§ **AIM**: Filter the lines below down to those containing the string "soccer", and copy each one that does. Match case exactly.

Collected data
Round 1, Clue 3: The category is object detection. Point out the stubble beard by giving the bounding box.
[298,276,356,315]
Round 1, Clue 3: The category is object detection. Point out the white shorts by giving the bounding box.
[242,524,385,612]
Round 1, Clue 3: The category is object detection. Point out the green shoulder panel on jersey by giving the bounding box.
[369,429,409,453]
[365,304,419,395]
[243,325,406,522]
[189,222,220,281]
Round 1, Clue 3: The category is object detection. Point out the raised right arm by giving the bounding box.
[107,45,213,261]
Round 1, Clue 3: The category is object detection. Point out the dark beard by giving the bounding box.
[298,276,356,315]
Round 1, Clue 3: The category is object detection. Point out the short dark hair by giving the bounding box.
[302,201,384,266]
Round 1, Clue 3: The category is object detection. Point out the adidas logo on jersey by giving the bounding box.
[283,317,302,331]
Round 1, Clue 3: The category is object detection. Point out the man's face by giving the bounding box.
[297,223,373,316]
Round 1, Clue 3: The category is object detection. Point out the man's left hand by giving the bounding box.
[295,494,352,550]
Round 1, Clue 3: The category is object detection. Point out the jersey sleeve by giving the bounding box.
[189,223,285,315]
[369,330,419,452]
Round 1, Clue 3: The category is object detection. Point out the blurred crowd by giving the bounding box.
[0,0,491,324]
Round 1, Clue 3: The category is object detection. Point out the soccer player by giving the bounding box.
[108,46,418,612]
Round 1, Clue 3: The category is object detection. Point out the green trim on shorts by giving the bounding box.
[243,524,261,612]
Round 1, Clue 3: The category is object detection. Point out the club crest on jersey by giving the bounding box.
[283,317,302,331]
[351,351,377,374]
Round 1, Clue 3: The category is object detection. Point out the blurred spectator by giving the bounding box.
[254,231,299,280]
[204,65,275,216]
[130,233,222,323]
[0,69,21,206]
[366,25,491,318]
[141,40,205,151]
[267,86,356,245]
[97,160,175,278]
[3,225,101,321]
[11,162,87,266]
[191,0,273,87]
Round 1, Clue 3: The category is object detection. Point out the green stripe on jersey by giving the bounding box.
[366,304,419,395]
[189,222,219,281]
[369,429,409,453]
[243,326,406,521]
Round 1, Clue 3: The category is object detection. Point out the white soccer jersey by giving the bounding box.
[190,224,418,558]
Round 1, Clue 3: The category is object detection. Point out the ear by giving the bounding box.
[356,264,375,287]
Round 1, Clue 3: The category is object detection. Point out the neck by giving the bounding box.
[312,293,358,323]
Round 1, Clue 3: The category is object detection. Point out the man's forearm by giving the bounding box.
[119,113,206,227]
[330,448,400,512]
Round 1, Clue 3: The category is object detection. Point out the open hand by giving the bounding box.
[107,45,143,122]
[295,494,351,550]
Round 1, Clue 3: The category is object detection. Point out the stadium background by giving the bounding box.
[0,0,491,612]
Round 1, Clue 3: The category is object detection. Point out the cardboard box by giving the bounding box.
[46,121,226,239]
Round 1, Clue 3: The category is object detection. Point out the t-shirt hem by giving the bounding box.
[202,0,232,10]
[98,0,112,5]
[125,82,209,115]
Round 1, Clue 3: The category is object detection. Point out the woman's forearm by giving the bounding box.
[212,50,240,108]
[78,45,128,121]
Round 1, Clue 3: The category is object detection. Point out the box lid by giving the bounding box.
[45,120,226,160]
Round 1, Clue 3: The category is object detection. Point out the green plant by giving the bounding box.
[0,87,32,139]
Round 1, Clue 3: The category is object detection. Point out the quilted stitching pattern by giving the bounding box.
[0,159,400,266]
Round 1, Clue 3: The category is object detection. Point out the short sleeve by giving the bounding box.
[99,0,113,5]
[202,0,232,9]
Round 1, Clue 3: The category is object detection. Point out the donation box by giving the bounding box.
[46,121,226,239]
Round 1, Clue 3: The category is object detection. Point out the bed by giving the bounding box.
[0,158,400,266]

§ **SOLUTION TO THIS PROBLEM**:
Round 1, Clue 3: The category is object detection. Point out the soccer player by giving the bounding box.
Round 1, Clue 3: The category is object detection. Point out the white soccer jersey by giving the bounding box.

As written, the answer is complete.